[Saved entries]
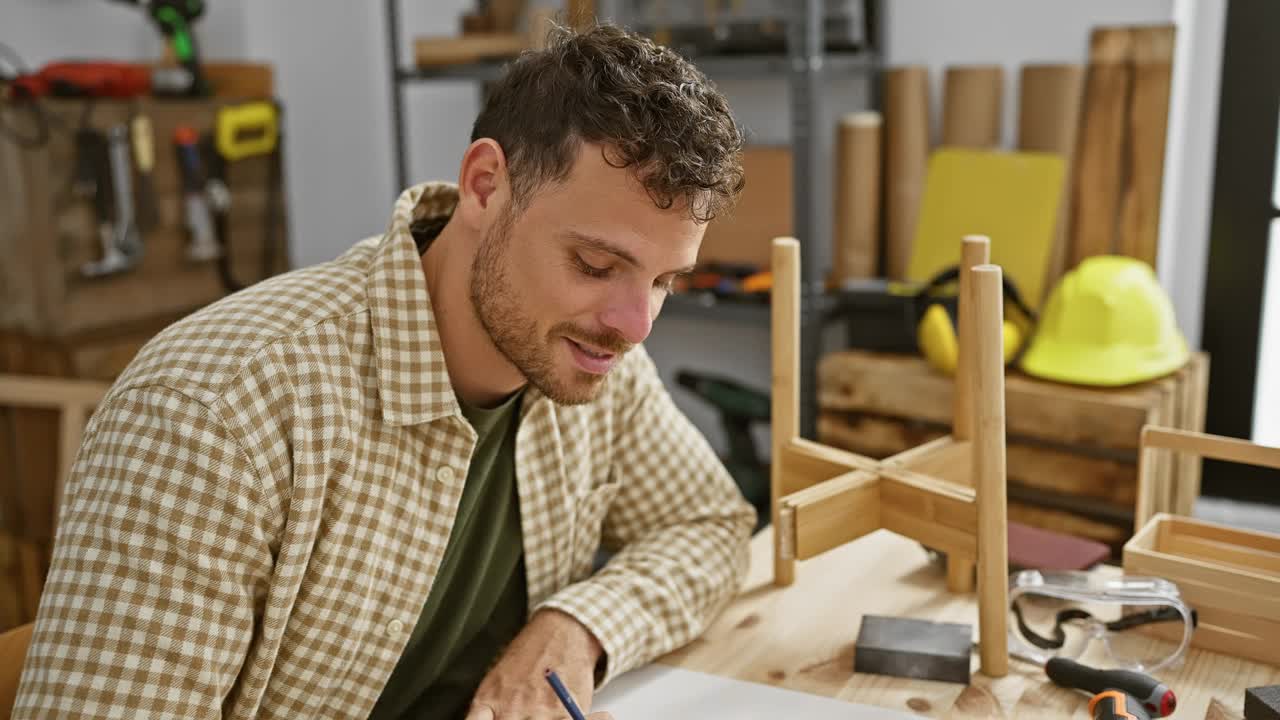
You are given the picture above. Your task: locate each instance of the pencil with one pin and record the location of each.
(562, 692)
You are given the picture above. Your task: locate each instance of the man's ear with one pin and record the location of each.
(484, 187)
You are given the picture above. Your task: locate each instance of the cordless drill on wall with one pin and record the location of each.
(176, 19)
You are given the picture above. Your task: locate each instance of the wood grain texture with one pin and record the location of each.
(988, 465)
(972, 106)
(1048, 118)
(1110, 483)
(1144, 149)
(858, 196)
(785, 384)
(1098, 178)
(904, 386)
(974, 250)
(906, 154)
(801, 638)
(1232, 577)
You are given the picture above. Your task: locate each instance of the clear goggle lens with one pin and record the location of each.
(1138, 623)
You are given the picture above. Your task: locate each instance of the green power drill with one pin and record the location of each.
(174, 19)
(739, 408)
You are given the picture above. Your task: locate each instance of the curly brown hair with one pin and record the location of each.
(648, 106)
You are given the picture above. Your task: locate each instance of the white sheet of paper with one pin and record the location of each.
(671, 693)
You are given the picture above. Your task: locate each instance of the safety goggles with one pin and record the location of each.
(1063, 614)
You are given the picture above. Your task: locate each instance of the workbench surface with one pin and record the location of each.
(803, 637)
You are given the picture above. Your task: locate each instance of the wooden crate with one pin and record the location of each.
(1072, 451)
(54, 322)
(1230, 577)
(46, 233)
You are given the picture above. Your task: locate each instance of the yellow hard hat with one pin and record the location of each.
(1106, 323)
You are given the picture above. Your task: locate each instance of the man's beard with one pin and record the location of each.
(515, 332)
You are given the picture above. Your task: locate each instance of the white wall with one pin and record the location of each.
(1004, 32)
(1191, 151)
(1015, 32)
(58, 30)
(332, 73)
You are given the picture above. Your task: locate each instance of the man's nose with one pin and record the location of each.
(630, 315)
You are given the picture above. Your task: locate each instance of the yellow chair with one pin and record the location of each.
(949, 493)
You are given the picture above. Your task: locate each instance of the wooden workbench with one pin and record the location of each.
(803, 637)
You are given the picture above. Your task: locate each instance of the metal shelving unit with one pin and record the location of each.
(804, 64)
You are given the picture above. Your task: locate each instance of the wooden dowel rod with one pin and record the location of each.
(786, 382)
(974, 250)
(988, 469)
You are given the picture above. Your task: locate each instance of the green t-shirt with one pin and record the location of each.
(478, 602)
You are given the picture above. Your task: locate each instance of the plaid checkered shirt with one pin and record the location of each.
(261, 502)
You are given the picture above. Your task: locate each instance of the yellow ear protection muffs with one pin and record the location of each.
(936, 331)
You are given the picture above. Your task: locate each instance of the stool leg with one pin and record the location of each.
(785, 413)
(960, 574)
(988, 470)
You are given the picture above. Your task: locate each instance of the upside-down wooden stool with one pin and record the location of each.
(947, 493)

→ Activity: Since the pictures are not wanted, write out the rest of the data exactly as it reads.

→ Output for this task:
You are given the picture above. Your task: locate each instance of the pencil with one pin and record the location of each.
(562, 692)
You are given the picture above. Your task: locate each instance of the man's ear with one pin and record the location of each.
(484, 187)
You are given the picture above. Your task: locate each instance of the cordless drill on wall with one pin and record the location of each.
(176, 19)
You are given the picture above. Your task: locate each instance of the wood grain texture with one pin and record the location of each.
(988, 465)
(972, 106)
(1048, 118)
(1110, 483)
(1144, 149)
(858, 196)
(785, 384)
(1098, 178)
(904, 386)
(974, 250)
(906, 154)
(801, 638)
(1232, 577)
You are given the picture above. Your task: locate each instance of the clear goggle lens with one pin and record the location of each.
(1138, 623)
You are given the picture above. Your task: locate each instance of the green power drill with one pin and record the location of each.
(174, 19)
(739, 408)
You are given the picture above. Your task: locate each instance of the curly brown hair with one pin and record the location of each.
(648, 106)
You are given the picture above. Your task: locate each instance of the white sheet of paper with one pin and record the location of each.
(671, 693)
You are given the picture above. Your task: locate each instance of the safety goggles with one pin and record the location of each.
(1063, 614)
You are given the picture above. Your task: locate each instance of the workbench surface with one pin and record the location of each.
(803, 637)
You are given the picture above. Your task: locate each instance of the wooden crate with one pin and record the location of each.
(1072, 451)
(54, 322)
(1230, 577)
(46, 233)
You are given the picture above. Your task: locate each instance of the yellow hard hat with one pin and record the location of each.
(1106, 323)
You are given the picture above. Your task: locate each instance of the man's beard with one pin and record the location of each.
(515, 332)
You are given the picture above. Your task: locate each instance of the white wall with one pin and record the location of each.
(1004, 32)
(1191, 151)
(1015, 32)
(58, 30)
(332, 73)
You are given the picture above. Your task: locate each instance of the man's nose with one pin and record the location of each.
(630, 315)
You are given the picture above. Your task: locate each instance of the yellow chair with one pin and record the location of each.
(949, 493)
You are given the picture above. Your task: locate each instance of the wooden workbench with one pin and record the location of each.
(803, 637)
You are given the picture above. Your task: locate each instance of the metal shelving unit with one pin and record the location of each.
(804, 64)
You are given the picture above. Your task: locate each instance of the wooden dowel rod with one pin and record the location of each.
(786, 382)
(974, 250)
(988, 469)
You are given the picture above. Your task: locate each instance of the green t-shirt with one pin and record the location of each.
(478, 602)
You are given the picture above. Your task: locate each instance of the plaid checkered shirt with one pin and record the location of each.
(261, 502)
You are given the picture above. Your task: locate each instance of the yellow ear protection muffs with one pin and record the location of each.
(936, 331)
You are given the picture above. Your task: locate each instance of the stool leg with one pin and record the location of each.
(785, 413)
(960, 574)
(988, 470)
You are given the picture above. Your task: locate each instance of the upside-down wooden stool with one pin and record the location of each.
(947, 493)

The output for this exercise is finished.